→ **Exercise text**
As we head into 2023, our specialist Professional Indemnity team reflects on our Top 5 Takeaways from 2022.

1. Long-awaited legislative changes on Scottish rules on time limits

    On 1 June 2022 some sections of the Prescription (Scotland) Act 2018 came into force. These provisions amended the starting point for the 5-year period for Scots claims arising from breach of contract and delict, including negligence. They also allow for a narrow equivalent to standstill agreements of up to 1 year in certain circumstances. We blogged on the impact of these new provisions, which you can find here. The new rules make the landscape on time limits ever more complex so early legal advice for parties pursuing or defending a claim remains advisable. 

    2. Building Safety and Cladding

      The Building Safety Act 2022 also came into force in 2022. The Act introduced new duties of care and causes of action, which are to apply retrospectively. It also made significant changes to the law on time limits in certain construction disputes, both north and south of the border. Many of the Act's substantive provisions are due to be implemented by secondary legislation over the course of the next two years, but some important changes have already come into effect (e.g., "qualifying" leaseholders now no longer need to pay anything to remove dangerous cladding from buildings). The wider implications of the Act's introduction (and some possible unintended consequences for Scotland) are discussed in more detail in our blog which can be found here.

→ **Provided material**

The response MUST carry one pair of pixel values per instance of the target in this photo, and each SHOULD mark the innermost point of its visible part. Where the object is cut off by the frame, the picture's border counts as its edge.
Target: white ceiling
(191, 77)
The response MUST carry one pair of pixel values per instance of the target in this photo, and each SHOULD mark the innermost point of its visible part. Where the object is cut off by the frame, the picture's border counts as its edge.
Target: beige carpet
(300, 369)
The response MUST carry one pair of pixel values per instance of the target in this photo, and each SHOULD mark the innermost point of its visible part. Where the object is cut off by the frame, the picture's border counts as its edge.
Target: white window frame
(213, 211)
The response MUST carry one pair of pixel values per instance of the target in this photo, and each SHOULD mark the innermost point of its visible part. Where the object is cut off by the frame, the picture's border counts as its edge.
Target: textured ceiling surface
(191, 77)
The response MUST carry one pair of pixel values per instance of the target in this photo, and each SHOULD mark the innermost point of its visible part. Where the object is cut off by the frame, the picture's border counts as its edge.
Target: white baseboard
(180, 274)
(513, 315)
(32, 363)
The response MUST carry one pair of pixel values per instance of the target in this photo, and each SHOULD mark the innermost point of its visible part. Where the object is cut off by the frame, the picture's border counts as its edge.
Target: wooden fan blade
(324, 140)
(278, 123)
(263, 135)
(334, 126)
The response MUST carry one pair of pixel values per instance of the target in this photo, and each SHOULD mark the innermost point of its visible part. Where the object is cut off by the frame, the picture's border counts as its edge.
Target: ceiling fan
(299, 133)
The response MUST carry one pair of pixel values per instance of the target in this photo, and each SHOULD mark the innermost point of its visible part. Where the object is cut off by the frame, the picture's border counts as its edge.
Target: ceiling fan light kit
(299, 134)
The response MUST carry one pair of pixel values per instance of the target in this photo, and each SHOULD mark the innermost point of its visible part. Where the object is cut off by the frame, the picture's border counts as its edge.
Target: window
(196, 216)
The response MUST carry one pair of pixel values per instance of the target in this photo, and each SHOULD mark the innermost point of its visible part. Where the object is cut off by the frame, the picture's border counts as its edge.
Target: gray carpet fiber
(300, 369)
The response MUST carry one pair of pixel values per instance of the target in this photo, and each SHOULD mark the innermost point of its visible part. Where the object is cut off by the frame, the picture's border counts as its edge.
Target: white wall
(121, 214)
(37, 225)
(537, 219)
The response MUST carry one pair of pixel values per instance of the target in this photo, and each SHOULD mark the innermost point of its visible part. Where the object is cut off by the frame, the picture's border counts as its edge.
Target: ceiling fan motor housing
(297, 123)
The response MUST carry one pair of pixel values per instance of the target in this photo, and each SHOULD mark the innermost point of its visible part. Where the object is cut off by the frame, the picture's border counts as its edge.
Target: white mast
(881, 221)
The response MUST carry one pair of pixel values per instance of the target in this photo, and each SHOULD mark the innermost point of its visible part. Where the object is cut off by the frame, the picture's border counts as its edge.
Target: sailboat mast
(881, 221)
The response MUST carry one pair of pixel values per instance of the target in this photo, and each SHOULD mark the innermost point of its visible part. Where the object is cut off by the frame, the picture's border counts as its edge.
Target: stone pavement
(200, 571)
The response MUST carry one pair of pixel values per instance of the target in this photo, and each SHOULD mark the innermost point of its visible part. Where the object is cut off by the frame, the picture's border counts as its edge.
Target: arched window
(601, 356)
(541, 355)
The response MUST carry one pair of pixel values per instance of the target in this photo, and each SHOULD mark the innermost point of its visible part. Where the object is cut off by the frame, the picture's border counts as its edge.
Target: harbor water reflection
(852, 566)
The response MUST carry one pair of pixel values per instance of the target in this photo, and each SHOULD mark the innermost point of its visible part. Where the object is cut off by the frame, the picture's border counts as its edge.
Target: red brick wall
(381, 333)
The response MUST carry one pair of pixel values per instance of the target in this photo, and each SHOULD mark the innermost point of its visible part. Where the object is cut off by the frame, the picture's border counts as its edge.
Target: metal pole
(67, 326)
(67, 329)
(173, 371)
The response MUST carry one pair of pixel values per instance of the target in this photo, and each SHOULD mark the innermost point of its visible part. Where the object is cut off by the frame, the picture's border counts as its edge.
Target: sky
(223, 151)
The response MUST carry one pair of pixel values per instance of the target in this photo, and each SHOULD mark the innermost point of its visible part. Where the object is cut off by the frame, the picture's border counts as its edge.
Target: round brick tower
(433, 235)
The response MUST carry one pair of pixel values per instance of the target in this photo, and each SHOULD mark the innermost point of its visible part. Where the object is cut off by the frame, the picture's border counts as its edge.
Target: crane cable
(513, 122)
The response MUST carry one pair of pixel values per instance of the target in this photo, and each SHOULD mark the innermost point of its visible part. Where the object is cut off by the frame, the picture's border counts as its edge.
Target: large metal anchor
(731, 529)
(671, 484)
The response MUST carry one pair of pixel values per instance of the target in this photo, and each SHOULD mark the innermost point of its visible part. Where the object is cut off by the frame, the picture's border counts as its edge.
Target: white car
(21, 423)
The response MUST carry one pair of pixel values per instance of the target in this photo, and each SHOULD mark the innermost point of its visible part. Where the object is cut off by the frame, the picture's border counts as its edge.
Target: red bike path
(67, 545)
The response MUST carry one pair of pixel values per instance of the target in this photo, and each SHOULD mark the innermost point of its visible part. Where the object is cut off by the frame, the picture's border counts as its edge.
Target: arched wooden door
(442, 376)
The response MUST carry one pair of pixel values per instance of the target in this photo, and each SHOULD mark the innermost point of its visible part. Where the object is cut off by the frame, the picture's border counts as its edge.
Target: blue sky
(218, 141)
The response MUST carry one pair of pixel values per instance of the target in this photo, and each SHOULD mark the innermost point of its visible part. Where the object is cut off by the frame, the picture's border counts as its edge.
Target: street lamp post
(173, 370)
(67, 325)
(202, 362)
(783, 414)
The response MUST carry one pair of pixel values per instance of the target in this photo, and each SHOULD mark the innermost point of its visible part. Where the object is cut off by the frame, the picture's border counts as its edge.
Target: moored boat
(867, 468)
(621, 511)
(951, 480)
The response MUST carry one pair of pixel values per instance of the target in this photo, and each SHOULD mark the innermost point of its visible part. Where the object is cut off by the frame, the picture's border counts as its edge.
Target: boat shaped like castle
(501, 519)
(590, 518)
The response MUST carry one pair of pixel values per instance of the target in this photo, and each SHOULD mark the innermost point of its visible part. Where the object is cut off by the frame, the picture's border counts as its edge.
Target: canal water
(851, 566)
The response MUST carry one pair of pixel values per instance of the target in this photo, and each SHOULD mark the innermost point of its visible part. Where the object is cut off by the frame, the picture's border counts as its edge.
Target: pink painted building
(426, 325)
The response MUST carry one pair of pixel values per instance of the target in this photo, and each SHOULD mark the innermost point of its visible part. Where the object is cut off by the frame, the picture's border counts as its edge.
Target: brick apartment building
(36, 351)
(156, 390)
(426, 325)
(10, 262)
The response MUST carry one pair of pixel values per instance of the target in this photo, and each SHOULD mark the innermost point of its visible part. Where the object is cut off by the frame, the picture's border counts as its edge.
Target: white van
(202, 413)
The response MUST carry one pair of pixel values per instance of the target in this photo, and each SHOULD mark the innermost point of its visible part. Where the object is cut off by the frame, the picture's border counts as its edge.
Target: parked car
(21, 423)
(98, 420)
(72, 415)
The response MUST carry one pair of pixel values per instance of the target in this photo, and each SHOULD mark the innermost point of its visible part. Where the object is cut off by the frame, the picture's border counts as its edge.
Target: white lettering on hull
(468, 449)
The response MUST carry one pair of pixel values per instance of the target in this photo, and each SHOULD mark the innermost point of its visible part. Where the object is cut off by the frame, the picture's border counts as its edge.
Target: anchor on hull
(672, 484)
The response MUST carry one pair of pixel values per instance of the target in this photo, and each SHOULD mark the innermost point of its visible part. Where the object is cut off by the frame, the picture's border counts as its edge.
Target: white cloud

→ **Exercise**
Rewrite the passage of the legal update from "The Building Safety" to "be found here.", switching "leaseholders" to "tenants".

→ **Exercise solution**
The Building Safety Act 2022 also came into force in 2022. The Act introduced new duties of care and causes of action, which are to apply retrospectively. It also made significant changes to the law on time limits in certain construction disputes, both north and south of the border. Many of the Act's substantive provisions are due to be implemented by secondary legislation over the course of the next two years, but some important changes have already come into effect (e.g., "qualifying" tenants now no longer need to pay anything to remove dangerous cladding from buildings). The wider implications of the Act's introduction (and some possible unintended consequences for Scotland) are discussed in more detail in our blog which can be found here.